───── Selected passage
Strange "proof of identity" questions

Suppose there’s this religious cult living in the woods somewhere in Canada or the U.S… Let’s say they got started in the 1960’s, then kept going for a few decades. And they had a bunch of kids.

Now picture the cult falling apart due to inter-personal conflicts. They lose the land. Suddenly the kids are thrust into the modern world…which requires identification documents.

How would Canadian and American societies handle this, if no record was ever made of their birth (and witnesses were not easily available)? Give them temporary documents? Make them beg in the street? Deport them to Mexico? What?

Can you think of actual cases with a bearing on this? I did read about a man found in Canada who had lost all memory of who he was…but had a British accent, and (this should narrow it down!) knew medieval Latin fluently. Anybody know what happened to him?
──────────
__Stated exercise 1__.
Can you copy the post on proof-of-identity questions word for word, starting with "Now picture the" and going on through "requires identification documents."?
__Stated exercise 2__.
Can you pick up the post on proof-of-identity questions after its last sentence and keep writing it?
───── Items
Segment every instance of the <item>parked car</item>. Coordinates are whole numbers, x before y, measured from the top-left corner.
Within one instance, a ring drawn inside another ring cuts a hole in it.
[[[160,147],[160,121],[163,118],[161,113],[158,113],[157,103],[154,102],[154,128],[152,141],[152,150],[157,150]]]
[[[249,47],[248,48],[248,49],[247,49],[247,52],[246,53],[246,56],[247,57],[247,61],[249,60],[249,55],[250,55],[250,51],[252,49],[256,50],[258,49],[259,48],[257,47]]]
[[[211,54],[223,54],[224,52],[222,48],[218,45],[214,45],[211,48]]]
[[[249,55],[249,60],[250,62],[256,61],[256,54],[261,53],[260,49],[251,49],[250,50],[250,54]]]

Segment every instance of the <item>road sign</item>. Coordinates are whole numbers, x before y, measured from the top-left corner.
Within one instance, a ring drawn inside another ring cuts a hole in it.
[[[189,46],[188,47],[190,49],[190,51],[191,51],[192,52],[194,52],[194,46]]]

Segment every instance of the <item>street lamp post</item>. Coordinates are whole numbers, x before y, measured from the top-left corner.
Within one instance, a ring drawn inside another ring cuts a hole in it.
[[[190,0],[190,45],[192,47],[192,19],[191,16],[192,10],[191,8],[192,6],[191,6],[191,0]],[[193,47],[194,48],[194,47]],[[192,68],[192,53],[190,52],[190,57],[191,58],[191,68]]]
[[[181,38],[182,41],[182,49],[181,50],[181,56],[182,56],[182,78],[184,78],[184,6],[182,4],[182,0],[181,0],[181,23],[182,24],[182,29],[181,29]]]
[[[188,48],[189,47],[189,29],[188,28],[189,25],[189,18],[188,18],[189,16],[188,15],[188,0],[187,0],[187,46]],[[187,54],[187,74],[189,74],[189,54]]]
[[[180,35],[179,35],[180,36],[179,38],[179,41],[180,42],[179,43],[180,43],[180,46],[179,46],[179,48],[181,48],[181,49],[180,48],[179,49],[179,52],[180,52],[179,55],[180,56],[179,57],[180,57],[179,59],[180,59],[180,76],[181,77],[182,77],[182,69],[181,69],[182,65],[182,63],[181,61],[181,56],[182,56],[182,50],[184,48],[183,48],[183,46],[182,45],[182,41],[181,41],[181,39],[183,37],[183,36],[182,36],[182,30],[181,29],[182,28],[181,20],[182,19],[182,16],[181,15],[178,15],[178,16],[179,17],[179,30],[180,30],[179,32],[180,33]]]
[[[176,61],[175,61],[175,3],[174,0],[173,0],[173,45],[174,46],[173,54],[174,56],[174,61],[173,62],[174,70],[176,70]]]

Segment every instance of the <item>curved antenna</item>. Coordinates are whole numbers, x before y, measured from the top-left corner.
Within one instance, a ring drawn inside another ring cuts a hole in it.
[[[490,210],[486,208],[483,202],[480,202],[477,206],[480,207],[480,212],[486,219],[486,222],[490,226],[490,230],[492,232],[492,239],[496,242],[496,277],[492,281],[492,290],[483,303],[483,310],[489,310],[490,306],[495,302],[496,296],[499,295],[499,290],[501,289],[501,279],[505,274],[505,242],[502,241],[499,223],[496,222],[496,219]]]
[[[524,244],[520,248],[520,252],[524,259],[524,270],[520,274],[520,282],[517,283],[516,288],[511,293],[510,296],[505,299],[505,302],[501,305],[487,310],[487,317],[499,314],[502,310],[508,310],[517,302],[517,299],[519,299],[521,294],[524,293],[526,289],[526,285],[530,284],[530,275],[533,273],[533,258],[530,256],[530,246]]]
──────────
__Task answer 1__.
Now picture the cult falling apart due to inter-personal conflicts. They lose the land. Suddenly the kids are thrust into the modern world…which requires identification documents.

__Task answer 2__.
Now…what if the cult was not in Canada or America, but in India? But the participants were mostly Canadian and American? And lack documents, etc. How would Western embassies treat their applications for citizenship? The situation of mixed-race offspring of Western troops would be analogous, I suppose–how is that handled? Do the authorities just eyeball them to see if they look foreign, or what?

Not exactly what you’re talking about, but the story of Ishi is an interesting one:

ucsf.edu/daybreak/1998/10/02_ishi.html

As is the story of Kaspar Hauser:

mask-studio.co.uk/Article.htm

And here’s a whole list of real life “feral children,” raised by dogs, pigs, monkeys, etc., with their stories.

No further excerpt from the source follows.